BEGIN Exercise input

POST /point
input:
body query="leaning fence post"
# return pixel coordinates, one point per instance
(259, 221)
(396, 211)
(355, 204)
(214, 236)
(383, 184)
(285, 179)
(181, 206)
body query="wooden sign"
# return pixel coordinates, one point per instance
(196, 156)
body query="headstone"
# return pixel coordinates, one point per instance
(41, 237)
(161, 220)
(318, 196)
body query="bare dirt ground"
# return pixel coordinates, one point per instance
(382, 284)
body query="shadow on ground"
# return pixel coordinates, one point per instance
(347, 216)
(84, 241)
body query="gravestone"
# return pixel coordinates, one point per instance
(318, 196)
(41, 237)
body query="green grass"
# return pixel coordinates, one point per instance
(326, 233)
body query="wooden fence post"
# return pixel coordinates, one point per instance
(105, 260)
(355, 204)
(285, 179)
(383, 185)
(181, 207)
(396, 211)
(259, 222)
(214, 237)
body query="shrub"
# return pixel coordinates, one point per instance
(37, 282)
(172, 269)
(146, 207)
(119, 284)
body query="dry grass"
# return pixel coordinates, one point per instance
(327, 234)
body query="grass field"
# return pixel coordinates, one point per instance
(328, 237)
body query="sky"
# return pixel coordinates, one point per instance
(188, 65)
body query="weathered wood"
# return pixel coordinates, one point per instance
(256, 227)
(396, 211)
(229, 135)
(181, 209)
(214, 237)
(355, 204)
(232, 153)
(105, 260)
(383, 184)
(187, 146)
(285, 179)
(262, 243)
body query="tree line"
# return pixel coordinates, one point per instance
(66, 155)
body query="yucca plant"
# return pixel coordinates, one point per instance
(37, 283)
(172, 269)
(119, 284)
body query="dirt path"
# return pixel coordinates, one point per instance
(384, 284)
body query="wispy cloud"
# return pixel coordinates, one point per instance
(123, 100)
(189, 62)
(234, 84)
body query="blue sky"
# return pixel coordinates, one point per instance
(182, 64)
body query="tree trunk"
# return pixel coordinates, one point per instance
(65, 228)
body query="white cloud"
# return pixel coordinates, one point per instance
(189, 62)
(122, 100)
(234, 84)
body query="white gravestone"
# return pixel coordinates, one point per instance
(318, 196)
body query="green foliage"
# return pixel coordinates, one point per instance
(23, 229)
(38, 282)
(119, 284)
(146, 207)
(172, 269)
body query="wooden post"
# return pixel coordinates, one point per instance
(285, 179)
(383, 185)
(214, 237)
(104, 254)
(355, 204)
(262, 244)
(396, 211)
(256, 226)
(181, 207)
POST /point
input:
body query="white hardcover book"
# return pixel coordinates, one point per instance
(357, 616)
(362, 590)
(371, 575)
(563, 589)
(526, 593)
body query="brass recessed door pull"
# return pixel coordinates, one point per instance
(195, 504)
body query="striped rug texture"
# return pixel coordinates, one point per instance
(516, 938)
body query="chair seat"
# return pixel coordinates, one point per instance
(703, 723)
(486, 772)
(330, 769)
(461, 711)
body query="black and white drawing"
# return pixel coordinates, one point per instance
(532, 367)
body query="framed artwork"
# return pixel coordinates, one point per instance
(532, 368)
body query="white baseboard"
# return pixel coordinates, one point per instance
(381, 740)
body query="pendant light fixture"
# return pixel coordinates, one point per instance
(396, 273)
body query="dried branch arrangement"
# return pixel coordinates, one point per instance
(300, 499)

END Exercise input

What you should do:
Retyping the whole listing exactly is the task here.

Output for this task:
POST /point
input:
body query="leaning fence post"
# return pixel coordinates, one point per instance
(259, 221)
(396, 211)
(355, 204)
(214, 236)
(383, 184)
(285, 179)
(181, 206)
body query="wooden sign"
# return pixel coordinates, one point per instance
(196, 156)
body query="headstone"
# return pixel coordinates, one point per instance
(41, 237)
(161, 220)
(318, 196)
body query="bare dirt ground"
# return pixel coordinates, one point per instance
(382, 284)
body query="shadow on ground"
# return pixel coordinates, one point per instance
(347, 216)
(84, 241)
body query="gravestone"
# return pixel coordinates, one point per instance
(318, 196)
(41, 237)
body query="green grass"
# return pixel coordinates, one point per instance
(326, 233)
body query="wooden fence post"
# return pixel coordinates, one point per instance
(105, 260)
(355, 204)
(285, 179)
(383, 185)
(181, 207)
(396, 211)
(259, 222)
(214, 237)
body query="shrub"
# return pixel coordinates, one point per instance
(37, 282)
(172, 269)
(146, 207)
(119, 284)
body query="dry grass"
# return pixel coordinates, one point per instance
(327, 234)
body query="grass field"
# return pixel coordinates, one point per instance
(328, 237)
body query="sky"
# return pixel coordinates, one point per instance
(188, 65)
body query="weathered wood"
# return pixel coordinates, one point per instance
(256, 227)
(396, 211)
(229, 135)
(181, 209)
(214, 237)
(355, 204)
(232, 153)
(105, 260)
(383, 184)
(187, 146)
(285, 179)
(262, 243)
body query="tree line"
# return pixel coordinates, one point per instance
(66, 155)
body query="yucca plant"
# return pixel coordinates, one point per instance
(37, 283)
(172, 269)
(119, 284)
body query="dirt path"
# return pixel coordinates, one point per instance
(384, 284)
body query="wispy cloud"
# return pixel coordinates, one point per instance
(123, 100)
(189, 62)
(234, 84)
body query="blue sky"
# return pixel coordinates, one point per instance
(182, 64)
body query="tree trunk"
# return pixel coordinates, one point per instance
(65, 228)
body query="white cloud"
# return pixel coordinates, one point per instance
(189, 62)
(122, 100)
(234, 84)
body query="white gravestone"
# return pixel coordinates, one point per instance
(318, 196)
body query="green foliage"
# return pixel coordinates, one point per instance
(23, 229)
(38, 282)
(119, 284)
(146, 207)
(172, 269)
body query="wooden post"
# return pixel coordinates, one point per instance
(285, 179)
(383, 185)
(214, 237)
(104, 254)
(355, 204)
(262, 244)
(396, 211)
(256, 226)
(181, 207)
POST /point
input:
body query="white hardcover book"
# return pixel coordinates, one point per instance
(357, 616)
(362, 590)
(371, 575)
(563, 589)
(526, 593)
body query="brass recessed door pull"
# return pixel coordinates, one point per instance
(195, 504)
body query="striped rug texture"
# return pixel coordinates, one point per instance
(516, 938)
body query="chair seat"
# return pixel coordinates, one point per instance
(703, 723)
(486, 772)
(330, 769)
(461, 711)
body query="black and white drawing"
# return pixel coordinates, one point per instance
(532, 367)
body query="framed artwork"
# return pixel coordinates, one point per instance
(532, 368)
body query="white baseboard"
# return pixel coordinates, one point per instance
(381, 740)
body query="pendant light fixture"
# return pixel coordinates, one point per instance
(396, 273)
body query="dried branch arrangement"
# return pixel coordinates, one point per instance
(300, 499)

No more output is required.